→ Passage to read
Practical distributed systems 1000-2M21PRS

Handling of many requests per second within a short time limit is a real challenge. In terms of a distributed system, when it is necessary to collect large amounts of data, many architectural and implementational problems must be resolved.

This course describes problems and issues related to the implementation of large-scale distributed systems
and is based on the experiences coming from the actual implementations of such systems. We will discuss the practical aspects of building high-throughput systems which process petabytes of data daily in geographically dispersed data centers. We will discuss common problems and consider decisions related to the maintenance and development of such systems. We will look at techniques for effective data exchange between system components, issues related to the storage and processing of large amounts of data.
We will also deal with the practical aspects of organisation of infrastructure supporting machine learning in the realities of large-scale systems.

The aim of the laboratories will be to create a working distributed system which purpose will be to handle large amounts of traffic. The system will be built incrementally. During the first class, the foundations of the system will be created based on the minimum requirements. In the course of subsequent classes, further requirements will be presented which will make it necessary for students to expand the system.

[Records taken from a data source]

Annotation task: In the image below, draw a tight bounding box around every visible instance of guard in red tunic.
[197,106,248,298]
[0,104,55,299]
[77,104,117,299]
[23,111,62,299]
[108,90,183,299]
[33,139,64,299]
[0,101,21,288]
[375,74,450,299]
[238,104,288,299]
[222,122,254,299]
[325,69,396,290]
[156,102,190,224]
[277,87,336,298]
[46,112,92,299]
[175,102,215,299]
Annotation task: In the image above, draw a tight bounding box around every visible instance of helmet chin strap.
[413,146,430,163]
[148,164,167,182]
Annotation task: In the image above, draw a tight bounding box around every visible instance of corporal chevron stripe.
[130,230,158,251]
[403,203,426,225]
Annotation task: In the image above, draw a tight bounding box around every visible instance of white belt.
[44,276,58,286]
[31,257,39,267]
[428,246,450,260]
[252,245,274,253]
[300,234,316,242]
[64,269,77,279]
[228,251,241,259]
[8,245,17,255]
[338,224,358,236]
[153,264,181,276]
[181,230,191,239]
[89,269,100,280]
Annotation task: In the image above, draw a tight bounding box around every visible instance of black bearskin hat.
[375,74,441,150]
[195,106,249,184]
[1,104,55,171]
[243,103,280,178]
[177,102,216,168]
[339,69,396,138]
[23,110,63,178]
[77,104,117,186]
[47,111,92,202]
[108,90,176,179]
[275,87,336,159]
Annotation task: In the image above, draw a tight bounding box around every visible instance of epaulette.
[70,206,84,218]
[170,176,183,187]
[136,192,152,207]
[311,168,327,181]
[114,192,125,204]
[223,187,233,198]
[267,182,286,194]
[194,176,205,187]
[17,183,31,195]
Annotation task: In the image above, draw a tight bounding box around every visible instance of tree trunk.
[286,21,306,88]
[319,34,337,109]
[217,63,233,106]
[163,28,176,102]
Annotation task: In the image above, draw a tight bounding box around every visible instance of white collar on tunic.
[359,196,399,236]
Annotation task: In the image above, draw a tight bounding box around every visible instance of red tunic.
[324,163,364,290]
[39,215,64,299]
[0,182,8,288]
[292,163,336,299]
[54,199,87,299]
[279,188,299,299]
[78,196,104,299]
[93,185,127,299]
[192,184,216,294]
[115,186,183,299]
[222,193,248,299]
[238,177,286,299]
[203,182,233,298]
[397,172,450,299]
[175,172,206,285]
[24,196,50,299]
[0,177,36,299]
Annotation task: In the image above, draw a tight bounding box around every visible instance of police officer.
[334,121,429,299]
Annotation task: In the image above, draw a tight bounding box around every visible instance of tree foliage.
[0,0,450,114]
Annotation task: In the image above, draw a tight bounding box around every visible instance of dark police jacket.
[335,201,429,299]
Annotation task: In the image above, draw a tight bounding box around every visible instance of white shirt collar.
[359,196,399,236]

→ What needs to be done
Please return everything in the course description from "We will also" down to "expand the system.", copied word for word. This material comes from a separate source.

→ Problem solution
We will also deal with the practical aspects of organisation of infrastructure supporting machine learning in the realities of large-scale systems.

The aim of the laboratories will be to create a working distributed system which purpose will be to handle large amounts of traffic. The system will be built incrementally. During the first class, the foundations of the system will be created based on the minimum requirements. In the course of subsequent classes, further requirements will be presented which will make it necessary for students to expand the system.